• **Work instructions**
Reproduce the data in full, exactly.

Stored items from a collection
*** Block opens ***
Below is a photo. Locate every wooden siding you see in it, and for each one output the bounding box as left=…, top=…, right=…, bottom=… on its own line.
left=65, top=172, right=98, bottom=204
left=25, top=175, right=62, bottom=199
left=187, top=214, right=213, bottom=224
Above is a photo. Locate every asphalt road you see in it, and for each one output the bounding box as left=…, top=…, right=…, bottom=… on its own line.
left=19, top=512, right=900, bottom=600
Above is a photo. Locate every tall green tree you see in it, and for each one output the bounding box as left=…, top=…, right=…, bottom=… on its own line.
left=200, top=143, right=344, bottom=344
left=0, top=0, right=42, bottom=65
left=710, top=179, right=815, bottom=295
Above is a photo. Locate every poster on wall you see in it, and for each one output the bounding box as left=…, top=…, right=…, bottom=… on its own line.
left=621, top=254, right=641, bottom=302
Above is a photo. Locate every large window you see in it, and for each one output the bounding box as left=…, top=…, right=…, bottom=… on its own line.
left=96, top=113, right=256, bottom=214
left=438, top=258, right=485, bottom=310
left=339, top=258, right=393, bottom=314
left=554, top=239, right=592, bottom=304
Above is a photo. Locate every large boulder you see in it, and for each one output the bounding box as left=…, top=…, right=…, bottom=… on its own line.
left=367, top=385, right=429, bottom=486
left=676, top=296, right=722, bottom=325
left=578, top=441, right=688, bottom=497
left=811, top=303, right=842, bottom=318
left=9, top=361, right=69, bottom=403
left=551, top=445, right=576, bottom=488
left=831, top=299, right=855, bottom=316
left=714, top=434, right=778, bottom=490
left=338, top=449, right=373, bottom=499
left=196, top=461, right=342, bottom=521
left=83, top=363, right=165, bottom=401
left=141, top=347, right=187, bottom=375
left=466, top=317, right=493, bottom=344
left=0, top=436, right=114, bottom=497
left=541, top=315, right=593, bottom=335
*** Block closes ***
• **Answer space**
Below is a photo. Locate every wooden siding you see in it, and for each one output the bounding box as left=…, top=…, right=…, bottom=… on its own line.
left=65, top=172, right=98, bottom=204
left=25, top=175, right=62, bottom=199
left=187, top=214, right=213, bottom=224
Above is a photo. Locate every asphalt road you see in it, and for each one output the bounding box as left=…, top=…, right=…, bottom=… on its own line.
left=19, top=512, right=900, bottom=600
Above is a photo. Locate every tall green tree you see in it, and for each one output the bounding box as left=…, top=…, right=…, bottom=… on its own line.
left=200, top=143, right=344, bottom=344
left=0, top=0, right=42, bottom=65
left=710, top=179, right=815, bottom=295
Above is a photo. Locate every poster on wall you see in it, and for each one output the bounding box as left=…, top=…, right=…, bottom=… on its own line.
left=621, top=254, right=641, bottom=302
Above is a photo. Locate every large window you see in it, and for each one output the bounding box as left=…, top=…, right=…, bottom=… on its own line.
left=96, top=113, right=256, bottom=214
left=438, top=258, right=485, bottom=310
left=339, top=258, right=393, bottom=314
left=554, top=239, right=592, bottom=304
Above is a photo. Locate every large boulder you see in it, and for each one output the bounding box as left=…, top=…, right=…, bottom=… on its own line.
left=367, top=385, right=429, bottom=486
left=676, top=296, right=722, bottom=325
left=578, top=441, right=688, bottom=497
left=811, top=303, right=842, bottom=318
left=9, top=361, right=69, bottom=403
left=551, top=445, right=576, bottom=488
left=831, top=299, right=855, bottom=316
left=714, top=434, right=778, bottom=490
left=338, top=449, right=373, bottom=499
left=196, top=461, right=342, bottom=521
left=83, top=363, right=165, bottom=401
left=141, top=347, right=187, bottom=375
left=466, top=317, right=493, bottom=344
left=0, top=436, right=114, bottom=497
left=541, top=315, right=593, bottom=335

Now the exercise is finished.